#### [Exercise task]
Please return the full listing below without altering anything.

* * *

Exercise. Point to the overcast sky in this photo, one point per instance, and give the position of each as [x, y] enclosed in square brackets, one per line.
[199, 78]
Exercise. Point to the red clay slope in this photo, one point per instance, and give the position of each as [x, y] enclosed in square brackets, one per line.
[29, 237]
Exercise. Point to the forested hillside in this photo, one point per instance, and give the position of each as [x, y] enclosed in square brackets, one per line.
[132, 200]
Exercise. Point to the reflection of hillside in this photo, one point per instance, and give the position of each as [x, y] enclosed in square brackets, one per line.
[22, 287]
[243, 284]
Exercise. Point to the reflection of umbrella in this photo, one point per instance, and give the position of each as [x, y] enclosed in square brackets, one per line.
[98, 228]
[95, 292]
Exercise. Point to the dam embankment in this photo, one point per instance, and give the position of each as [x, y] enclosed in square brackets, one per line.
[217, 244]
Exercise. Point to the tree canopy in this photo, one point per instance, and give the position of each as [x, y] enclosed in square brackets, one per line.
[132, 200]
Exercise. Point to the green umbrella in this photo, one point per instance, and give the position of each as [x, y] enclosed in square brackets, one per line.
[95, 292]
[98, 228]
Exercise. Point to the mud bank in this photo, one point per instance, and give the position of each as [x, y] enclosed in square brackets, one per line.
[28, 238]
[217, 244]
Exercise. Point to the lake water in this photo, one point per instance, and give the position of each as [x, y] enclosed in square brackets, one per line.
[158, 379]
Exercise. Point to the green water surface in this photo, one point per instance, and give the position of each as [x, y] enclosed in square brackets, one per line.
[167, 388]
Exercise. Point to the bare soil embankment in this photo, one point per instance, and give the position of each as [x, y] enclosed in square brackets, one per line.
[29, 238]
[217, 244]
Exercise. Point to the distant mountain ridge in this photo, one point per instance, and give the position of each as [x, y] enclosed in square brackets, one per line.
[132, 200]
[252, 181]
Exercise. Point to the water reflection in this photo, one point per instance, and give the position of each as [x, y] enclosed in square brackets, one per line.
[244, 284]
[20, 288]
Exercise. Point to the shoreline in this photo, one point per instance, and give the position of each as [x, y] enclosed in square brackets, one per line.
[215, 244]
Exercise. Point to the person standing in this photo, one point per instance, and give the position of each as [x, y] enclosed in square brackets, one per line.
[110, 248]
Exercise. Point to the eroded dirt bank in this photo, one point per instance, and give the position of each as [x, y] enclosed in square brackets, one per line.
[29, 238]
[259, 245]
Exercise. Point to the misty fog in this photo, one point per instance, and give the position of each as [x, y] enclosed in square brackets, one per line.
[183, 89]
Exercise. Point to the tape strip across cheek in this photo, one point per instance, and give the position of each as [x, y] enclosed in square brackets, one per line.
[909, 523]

* * *

#### [Exercise result]
Exercise. Point to the overcast sky in this photo, one point per instance, and give the position of each as [x, y] enclosed in square brackets, one per line.
[199, 78]
Exercise. Point to the red clay slope in this photo, one point per instance, and give the position of each as [x, y] enclosed in square brackets, one per line.
[29, 237]
Exercise. Point to the forested hillside in this photo, one point per instance, and give the position of each as [x, y] enclosed in square brackets, one per line.
[132, 200]
Exercise. Point to the reflection of hillside in this photo, one point per instance, and give the position of each as [x, y] enclosed in square brackets, one per line.
[22, 287]
[243, 284]
Exercise. Point to the reflection of umbrella in this photo, one point per instance, and give the position of each as [x, y] enclosed in square brackets, one per line.
[98, 228]
[95, 292]
Exercise. Point to the dam embankment in this photo, one point per instance, and give the position of each as [x, y] enclosed in square brackets, one per line.
[217, 244]
Exercise. Point to the tree canopy in this photo, one point per instance, and give the position of each as [x, y] enclosed in square brackets, one per line.
[132, 200]
Exercise. Point to the green umbrella in this photo, one point per instance, and give the position of each as [x, y] enclosed in square brackets, one per line.
[95, 292]
[98, 228]
Exercise. Point to the mud bank in this photo, one point per instance, and give the position of each as [x, y] enclosed in square brackets, one per line.
[28, 238]
[217, 244]
Exercise. Point to the lake water in this photo, one point per instance, and give the position of each as [x, y] enclosed in square brackets, one per line.
[158, 379]
Exercise. Point to the green water surface in this photo, one point per instance, and give the position of each as [x, y] enclosed in square brackets, one per line.
[167, 388]
Exercise. Point to the bare soil embankment in this photo, one point per instance, and give the position of each as [x, y] enclosed in square brackets, one per line.
[29, 238]
[217, 244]
Exercise. Point to the distant mountain ridge in this photo, one point per instance, and give the position of each as [x, y] enclosed in square brackets, one per line.
[132, 200]
[252, 181]
Exercise. Point to the water reflection in this photo, one point per instance, and give the position of each as [x, y] enclosed in square brackets, one per line.
[244, 284]
[20, 288]
Exercise. Point to the shoreline in this photo, one point per instance, and give the position of each as [x, y] enclosed in square brackets, one per line.
[215, 244]
Exercise. Point to the person standing in this photo, one point per instance, and give the position of each as [x, y] enclosed in square brackets, one per line.
[110, 248]
Exercise. Point to the eroded dirt bank in this photo, one point per instance, and give the position of each as [x, y] enclosed in square brackets, one per line.
[29, 238]
[259, 245]
Exercise. Point to the misty fog in this photo, one point per instance, and give the position of each as [x, y] enclosed in square brackets, one per line.
[183, 89]
Exercise. Point to the tape strip across cheek in this photo, one point per instance, and give the position of each as [x, y] enclosed in square brackets, one per line.
[909, 523]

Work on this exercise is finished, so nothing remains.